[Records from a point labeling set]
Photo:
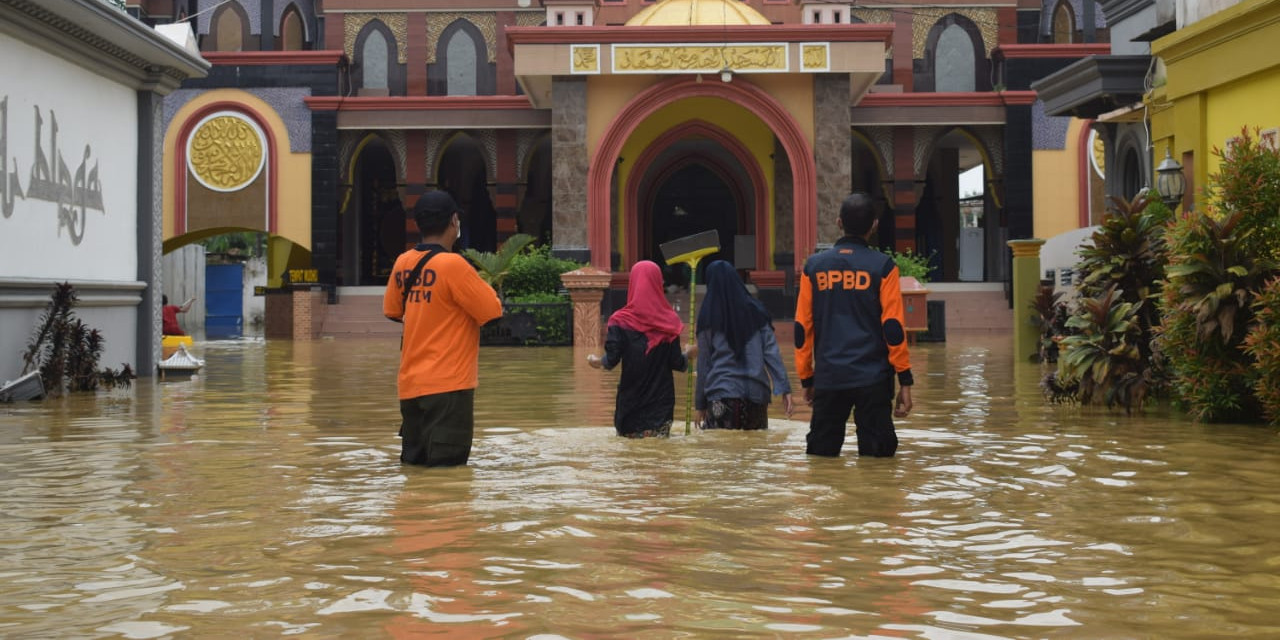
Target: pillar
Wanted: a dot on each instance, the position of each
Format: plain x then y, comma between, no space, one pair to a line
1025,283
586,288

WHAT YOU ARE ASKED TO DO: The data above needs to be retyped exactly, with the images left out.

EXERCISE RESPONSE:
Photo:
Target: pillar
Wanted: a dot on each instance, the position of each
Format: plain x then y, comma between, no space, one pair to a line
1025,283
586,288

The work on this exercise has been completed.